• _INSTRUCTION_
In the scikit-learn notebook below, which function does Exercise 2 say to use to load the Wine dataset?

• _TEXT SECTION_
((
# Introduction to scikit-learn

scikit-learn is a popular Python library for machine learning, providing tools for classification, regression, clustering, dimensionality reduction, and more. In this notebook, you will learn to load datasets, perform supervised and unsupervised learning, and explore self-supervised learning.

---

## Part 1: Loading and Visualizing Datasets

In this part, you'll learn how to load and visualize datasets using scikit-learn.

In [None]:
!pip install numpy
!pip install matplotlib
!pip install scikit-learn




[notice] A new release of pip available: 22.3 -> 24.3.1
[notice] To update, run: python.exe -m pip install --upgrade pip


Collecting matplotlib
  Using cached matplotlib-3.9.2-cp311-cp311-win_amd64.whl (7.8 MB)
Collecting contourpy>=1.0.1
  Using cached contourpy-1.3.1-cp311-cp311-win_amd64.whl (219 kB)
Collecting cycler>=0.10
  Using cached cycler-0.12.1-py3-none-any.whl (8.3 kB)
Installing collected packages: cycler, contourpy, matplotlib
Successfully installed contourpy-1.3.1 cycler-0.12.1 matplotlib-3.9.2



[notice] A new release of pip available: 22.3 -> 24.3.1
[notice] To update, run: python.exe -m pip install --upgrade pip





[notice] A new release of pip available: 22.3 -> 24.3.1
[notice] To update, run: python.exe -m pip install --upgrade pip


In [None]:
import matplotlib.pyplot as plt
from sklearn import datasets
from sklearn.tree import DecisionTreeClassifier
from sklearn.linear_model import LogisticRegression, LinearRegression
from sklearn.decomposition import PCA
from sklearn.neural_network import MLPClassifier
import numpy as np

### Exercise 1: Load the Iris dataset

- Load the Iris dataset using `datasets.load_iris()`.
- Visualize the first two features using a scatter plot (`plt.scatter()`), with each species represented by a different color.

In [None]:
# (Write your code below)

# Load the Iris dataset
iris = datasets.load_iris()
X = 
y = 

# Visualize the first two features

### Exercise 2: Load the Wine dataset

* Load the Wine dataset using `datasets.load_wine()`.
* Create a 2D scatter plot of the first two features of the dataset, using different colors for the three wine classes.

In [None]:
# (Write your code below)

# Load the Wine dataset
wine = 
X = 
y = 

# Visualize the first two features

## Part 2: Supervised Learning

In this part, you'll perform classification and regression using scikit-learn models.

Classification: Decision Tree and Logistic Regression

### Exercise 3: Classification with Decision Tree

* Load the Iris dataset.
* Train a Decision Tree classifier (`DecisionTreeClassifier()`) on the dataset.
* Visualize the decision boundary using the given `visualize_DB()` function.

In [None]:
def visualize_DB(X, y, model, dataset):
    xx, yy = np.meshgrid(np.linspace(X[:, 0].min(), X[:, 0].max(), 100),
                     np.linspace(X[:, 1].min(), X[:, 1].max(), 100))
    Z = model.predict(np.c_[xx.ravel(), yy.ravel()])
))
• _INFORMATION PROVIDED_
((
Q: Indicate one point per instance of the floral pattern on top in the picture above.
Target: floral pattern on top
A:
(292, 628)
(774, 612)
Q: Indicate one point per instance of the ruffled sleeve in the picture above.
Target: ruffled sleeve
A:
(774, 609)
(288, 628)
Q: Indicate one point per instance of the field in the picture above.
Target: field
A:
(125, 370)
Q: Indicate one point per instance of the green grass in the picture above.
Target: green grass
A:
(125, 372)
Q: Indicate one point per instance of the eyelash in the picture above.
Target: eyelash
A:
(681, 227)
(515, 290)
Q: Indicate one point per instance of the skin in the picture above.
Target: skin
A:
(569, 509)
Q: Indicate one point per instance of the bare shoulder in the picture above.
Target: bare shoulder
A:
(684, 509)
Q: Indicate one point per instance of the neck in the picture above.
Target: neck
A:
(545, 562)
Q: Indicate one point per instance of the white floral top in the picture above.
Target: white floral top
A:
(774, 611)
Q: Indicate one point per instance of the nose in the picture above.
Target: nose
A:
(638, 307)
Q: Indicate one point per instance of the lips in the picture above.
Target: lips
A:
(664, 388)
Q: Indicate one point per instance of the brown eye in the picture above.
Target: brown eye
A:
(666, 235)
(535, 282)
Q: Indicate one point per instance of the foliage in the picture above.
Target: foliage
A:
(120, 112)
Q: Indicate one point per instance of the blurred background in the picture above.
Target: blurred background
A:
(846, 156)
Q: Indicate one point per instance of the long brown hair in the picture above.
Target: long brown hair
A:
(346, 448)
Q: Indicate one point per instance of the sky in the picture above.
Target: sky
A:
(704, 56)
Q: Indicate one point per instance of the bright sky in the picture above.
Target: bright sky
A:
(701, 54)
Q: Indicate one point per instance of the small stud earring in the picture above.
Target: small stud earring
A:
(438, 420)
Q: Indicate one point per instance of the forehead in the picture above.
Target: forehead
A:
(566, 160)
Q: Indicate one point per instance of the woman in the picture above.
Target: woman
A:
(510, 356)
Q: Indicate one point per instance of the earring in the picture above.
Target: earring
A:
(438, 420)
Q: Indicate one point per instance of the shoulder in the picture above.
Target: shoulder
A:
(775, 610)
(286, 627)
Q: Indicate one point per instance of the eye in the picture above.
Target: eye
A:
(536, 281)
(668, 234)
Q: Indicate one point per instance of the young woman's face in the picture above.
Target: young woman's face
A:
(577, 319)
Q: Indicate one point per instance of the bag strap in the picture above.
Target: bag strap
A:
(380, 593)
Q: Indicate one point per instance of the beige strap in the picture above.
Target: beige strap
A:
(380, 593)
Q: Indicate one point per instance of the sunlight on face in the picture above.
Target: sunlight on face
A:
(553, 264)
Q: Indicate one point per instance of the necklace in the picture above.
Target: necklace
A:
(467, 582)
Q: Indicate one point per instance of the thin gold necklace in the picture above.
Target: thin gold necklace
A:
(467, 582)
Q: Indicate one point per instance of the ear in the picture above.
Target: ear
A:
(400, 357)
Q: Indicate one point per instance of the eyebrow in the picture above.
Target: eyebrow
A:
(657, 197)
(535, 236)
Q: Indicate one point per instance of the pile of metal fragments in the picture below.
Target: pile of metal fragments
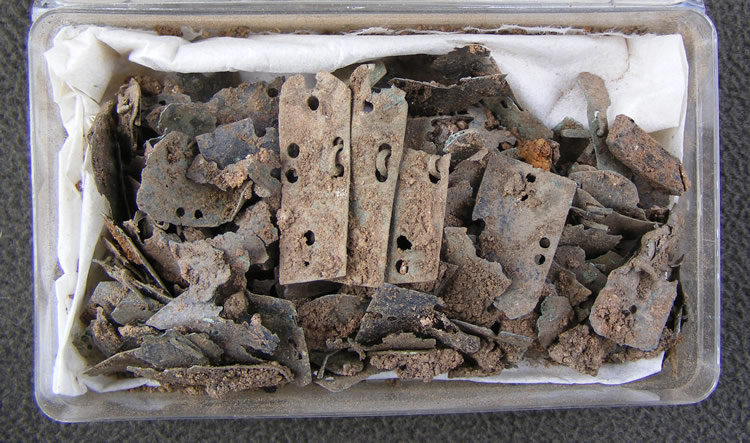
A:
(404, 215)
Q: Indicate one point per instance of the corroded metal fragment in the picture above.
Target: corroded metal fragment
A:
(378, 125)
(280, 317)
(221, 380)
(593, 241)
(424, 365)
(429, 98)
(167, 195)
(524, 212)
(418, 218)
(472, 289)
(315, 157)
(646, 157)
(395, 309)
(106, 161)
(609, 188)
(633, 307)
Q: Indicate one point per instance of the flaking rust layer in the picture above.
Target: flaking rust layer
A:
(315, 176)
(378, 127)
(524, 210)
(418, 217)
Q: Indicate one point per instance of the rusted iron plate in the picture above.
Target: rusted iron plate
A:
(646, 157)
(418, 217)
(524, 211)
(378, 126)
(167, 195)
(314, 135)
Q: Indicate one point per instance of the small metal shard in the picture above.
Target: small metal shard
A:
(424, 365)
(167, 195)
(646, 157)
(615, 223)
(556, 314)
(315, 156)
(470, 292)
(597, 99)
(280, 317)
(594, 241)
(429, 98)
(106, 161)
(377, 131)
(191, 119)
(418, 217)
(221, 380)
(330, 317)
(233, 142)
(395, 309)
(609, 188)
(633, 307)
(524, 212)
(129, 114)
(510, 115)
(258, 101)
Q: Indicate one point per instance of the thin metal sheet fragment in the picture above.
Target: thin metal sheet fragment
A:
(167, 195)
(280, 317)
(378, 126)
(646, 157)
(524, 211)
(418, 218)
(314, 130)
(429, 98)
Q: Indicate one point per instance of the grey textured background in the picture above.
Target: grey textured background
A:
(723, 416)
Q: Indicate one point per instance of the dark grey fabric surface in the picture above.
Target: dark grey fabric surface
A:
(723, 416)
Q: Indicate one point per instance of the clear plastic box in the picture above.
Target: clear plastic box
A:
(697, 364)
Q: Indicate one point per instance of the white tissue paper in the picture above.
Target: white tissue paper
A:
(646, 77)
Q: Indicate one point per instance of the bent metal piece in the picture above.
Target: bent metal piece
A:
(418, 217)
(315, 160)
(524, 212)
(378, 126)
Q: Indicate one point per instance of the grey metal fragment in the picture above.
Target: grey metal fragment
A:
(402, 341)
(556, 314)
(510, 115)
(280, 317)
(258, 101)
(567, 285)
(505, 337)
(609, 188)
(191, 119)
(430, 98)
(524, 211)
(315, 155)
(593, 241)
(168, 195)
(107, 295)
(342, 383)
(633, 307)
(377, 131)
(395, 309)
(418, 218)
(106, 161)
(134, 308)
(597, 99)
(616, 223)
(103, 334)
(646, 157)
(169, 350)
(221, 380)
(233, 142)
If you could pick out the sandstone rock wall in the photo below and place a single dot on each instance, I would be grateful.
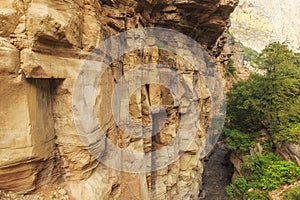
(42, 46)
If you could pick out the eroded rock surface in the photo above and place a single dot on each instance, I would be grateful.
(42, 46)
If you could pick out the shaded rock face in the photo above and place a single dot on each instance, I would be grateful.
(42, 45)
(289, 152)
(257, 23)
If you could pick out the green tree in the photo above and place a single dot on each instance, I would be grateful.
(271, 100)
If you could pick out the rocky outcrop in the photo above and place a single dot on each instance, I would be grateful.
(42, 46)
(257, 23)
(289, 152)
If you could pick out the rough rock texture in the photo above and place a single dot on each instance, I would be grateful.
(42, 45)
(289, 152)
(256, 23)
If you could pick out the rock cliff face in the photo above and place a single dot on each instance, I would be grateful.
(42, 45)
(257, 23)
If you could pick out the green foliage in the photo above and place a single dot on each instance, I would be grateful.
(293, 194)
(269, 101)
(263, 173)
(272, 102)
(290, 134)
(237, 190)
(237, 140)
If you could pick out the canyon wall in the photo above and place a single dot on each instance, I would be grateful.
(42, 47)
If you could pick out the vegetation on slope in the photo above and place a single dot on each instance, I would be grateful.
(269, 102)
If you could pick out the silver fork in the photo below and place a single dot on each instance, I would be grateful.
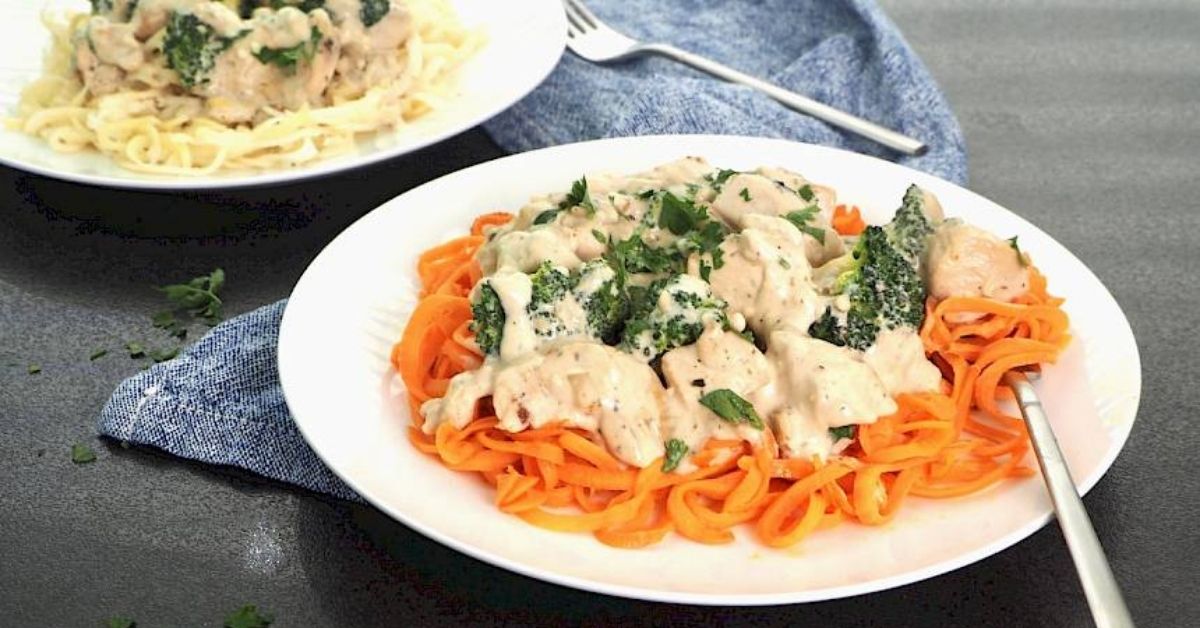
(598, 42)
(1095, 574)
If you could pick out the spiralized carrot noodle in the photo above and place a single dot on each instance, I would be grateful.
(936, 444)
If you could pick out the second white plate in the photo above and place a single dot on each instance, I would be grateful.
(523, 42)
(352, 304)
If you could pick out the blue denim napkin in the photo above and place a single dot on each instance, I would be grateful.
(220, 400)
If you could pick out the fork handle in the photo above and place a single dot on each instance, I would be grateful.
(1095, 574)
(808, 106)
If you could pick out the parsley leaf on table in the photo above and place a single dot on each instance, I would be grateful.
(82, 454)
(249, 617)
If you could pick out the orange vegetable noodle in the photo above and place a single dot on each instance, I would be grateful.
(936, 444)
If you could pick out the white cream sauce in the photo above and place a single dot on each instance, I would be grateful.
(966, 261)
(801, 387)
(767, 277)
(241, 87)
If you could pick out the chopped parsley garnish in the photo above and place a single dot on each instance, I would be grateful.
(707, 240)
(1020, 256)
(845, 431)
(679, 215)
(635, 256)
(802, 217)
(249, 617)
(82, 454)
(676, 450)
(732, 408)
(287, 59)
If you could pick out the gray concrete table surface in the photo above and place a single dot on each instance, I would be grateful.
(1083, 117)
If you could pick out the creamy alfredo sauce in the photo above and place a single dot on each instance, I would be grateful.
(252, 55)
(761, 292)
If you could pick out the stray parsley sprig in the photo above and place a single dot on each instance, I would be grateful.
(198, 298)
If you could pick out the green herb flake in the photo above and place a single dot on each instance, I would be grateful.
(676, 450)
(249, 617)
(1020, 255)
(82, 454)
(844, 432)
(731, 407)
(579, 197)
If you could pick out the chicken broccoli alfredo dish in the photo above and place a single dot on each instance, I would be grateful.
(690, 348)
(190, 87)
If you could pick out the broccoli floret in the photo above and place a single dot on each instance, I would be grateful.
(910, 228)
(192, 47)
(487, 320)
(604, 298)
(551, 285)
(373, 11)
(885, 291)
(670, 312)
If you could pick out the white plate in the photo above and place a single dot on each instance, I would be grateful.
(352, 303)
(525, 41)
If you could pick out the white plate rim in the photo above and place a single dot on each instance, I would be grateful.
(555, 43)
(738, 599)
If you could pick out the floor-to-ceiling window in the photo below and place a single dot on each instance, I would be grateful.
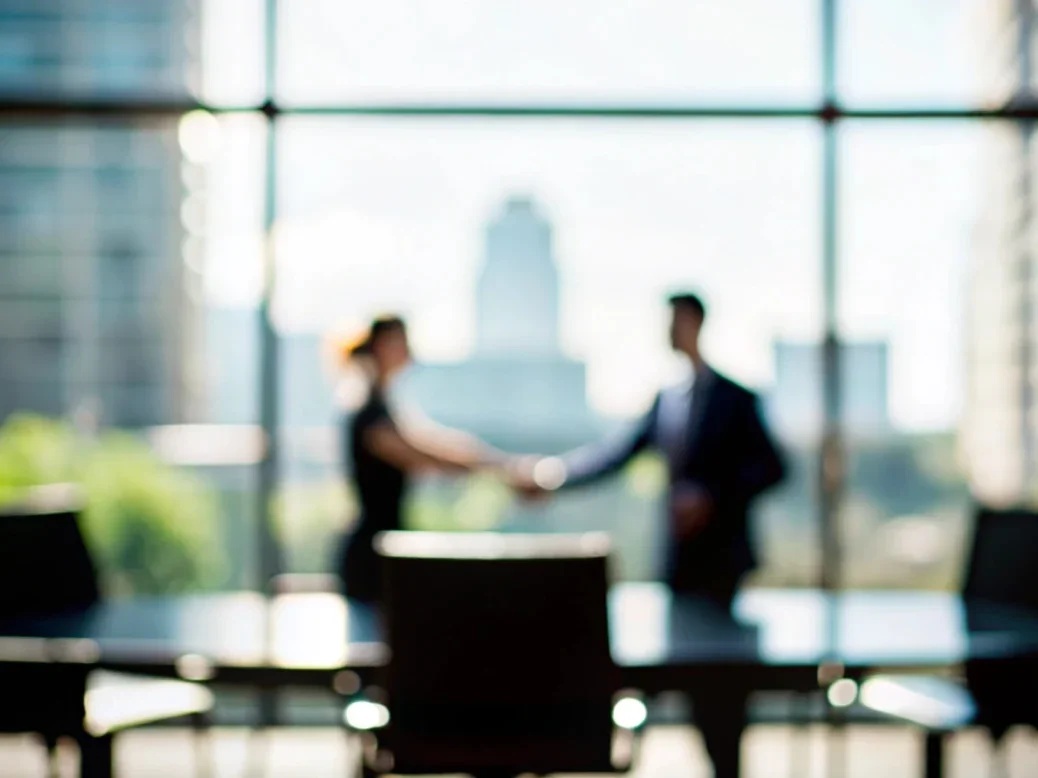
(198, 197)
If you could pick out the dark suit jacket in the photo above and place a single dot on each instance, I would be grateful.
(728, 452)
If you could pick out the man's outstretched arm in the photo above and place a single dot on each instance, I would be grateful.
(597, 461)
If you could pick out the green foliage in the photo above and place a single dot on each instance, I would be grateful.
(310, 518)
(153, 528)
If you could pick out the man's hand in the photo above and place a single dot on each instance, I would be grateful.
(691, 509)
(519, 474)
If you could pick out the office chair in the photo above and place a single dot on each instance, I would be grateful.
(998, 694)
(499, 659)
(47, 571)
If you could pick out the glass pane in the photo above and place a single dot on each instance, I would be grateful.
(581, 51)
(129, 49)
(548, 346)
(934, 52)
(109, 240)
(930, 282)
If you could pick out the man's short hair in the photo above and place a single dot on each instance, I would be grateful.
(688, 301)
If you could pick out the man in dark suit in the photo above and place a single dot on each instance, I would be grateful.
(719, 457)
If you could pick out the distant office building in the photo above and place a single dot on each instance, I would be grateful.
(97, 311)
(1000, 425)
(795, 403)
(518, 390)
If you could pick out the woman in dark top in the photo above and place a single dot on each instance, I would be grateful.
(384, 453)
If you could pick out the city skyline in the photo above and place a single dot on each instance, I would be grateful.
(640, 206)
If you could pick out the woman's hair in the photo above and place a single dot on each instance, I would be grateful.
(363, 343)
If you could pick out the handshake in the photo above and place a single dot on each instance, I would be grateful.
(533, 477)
))
• _OUTPUT OF THE TASK_
`datasets.load_wine()`